**Text section**.
* start *

Building our own Super Computer with Linux Cluster.

cluster

A dissertation is submitted to the Islamic University for partial fulfillment and requirements for degree of B.Sc. (Hon’s.) in Information & Communication Engineering.

Submitted To-

Dr. Paresh Chandra Barman

Associate professor

Department of Information & Communication Engineering

Islamic University, Kushtia.

Submitted By-

Md. Abdul Matin

Session- 2004-2005

Roll No- 0418020

Reg. No-1186

Department of Information &

Communication Engineering,

Islamic University, Kushtia.

Department of Information & Communication Engineering.

Islamic University, Kushtia, Bangladesh.

Problem Statement

Building our own Supercomputer with Red Hat “Linux Cluster”.

Purpose of the Project:

High-availability clusters (also known as HA Clusters or Failover Clusters) are computer clusters that are implemented primarily for the purpose of providing high availability of services which the cluster provides. They operate by having redundant computers or nodes which are then used to provide service when system components fail. Normally, if a server with a particular application crashes, the application will be unavailable until someone fixes the crashed server. HA clustering remedies this situation by detecting hardware/software faults, and immediately restarting the application on another system without requiring administrative intervention, a process known as Failover.


Chapter 1: Cluster Basics

1.1 Introduction

This document provides information about installing, configuring and managing Red Hat Cluster components. Red Hat Cluster components are part of Red Hat Cluster Suite and allow us to connect a group of computers (called nodes or members) to work together as a cluster. As part of this process, clustering software may configure the node before starting the application on it

HA clusters are often used for critical databases, file sharing on a network, business applications, and customer services such as electronic commerce websites. HA cluster implementations attempt to build redundancy into a cluster to eliminate single points of failure, including multiple network connections and data storage which is multiply connected via Storage area networks.

1.2. Cluster Definition and Type:

A cluster is two or more computers (called nodes or members) that work together to perform a task. Clustering is sharing resources with multiple machines.

There are four major types of clusters:

· Storage

· High availability

· Load balancing

· High performance

1.2.1. Storage

Storage clusters provide a consistent file system image across servers in a cluster, allowing the servers to simultaneously read and write to a single shared file system. A storage cluster simplifies storage administration by limiting the installation and patching of applications to one file system. Also, with a cluster-wide file system, a storage cluster eliminates the need for redundant copies of application data and simplifies backup and disaster recovery. Red Hat Cluster Suite provides storage clustering through Red Hat GFS.

* end *

**Data**.
* start *

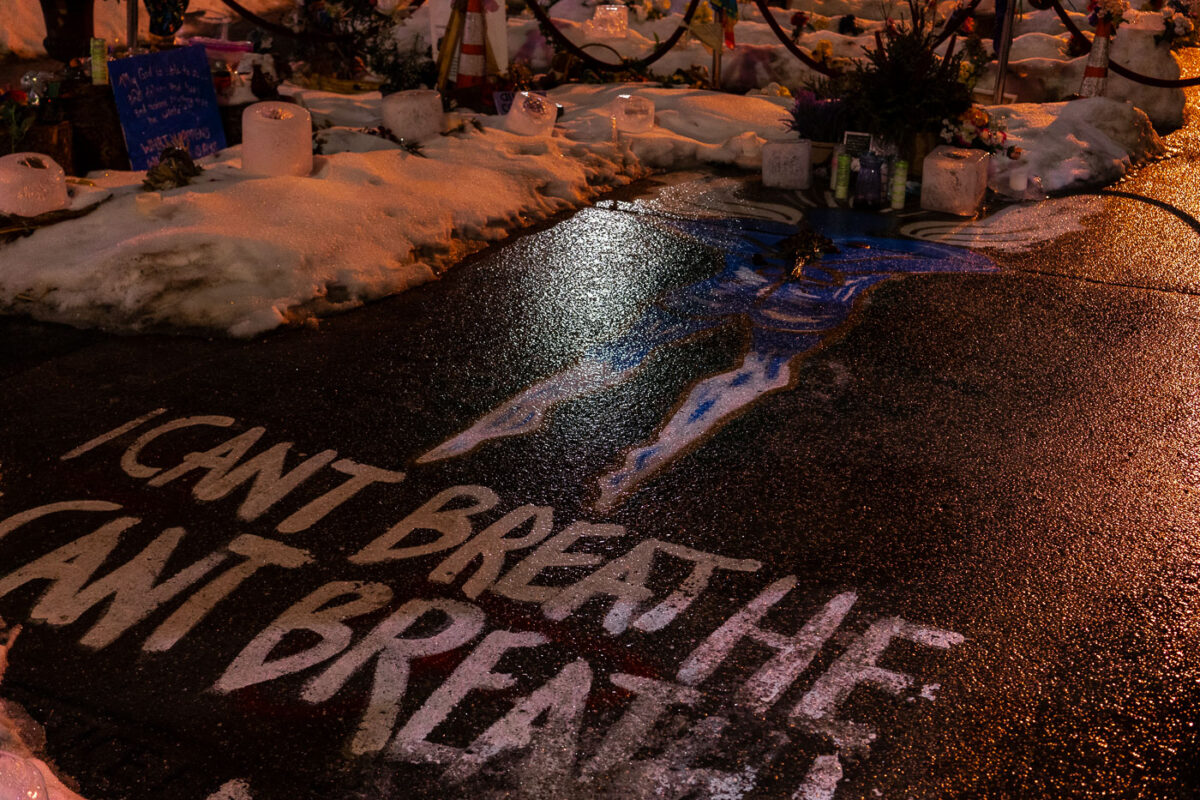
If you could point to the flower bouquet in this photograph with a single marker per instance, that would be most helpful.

* end *

**Task to complete**.
Please write out again the passage of the Linux cluster text from "A dissertation is" up to and including "in Information & Communication Engineering.".

**Task output**.
A dissertation is submitted to the Islamic University for partial fulfillment and requirements for degree of B.Sc. (Hon’s.) in Information & Communication Engineering.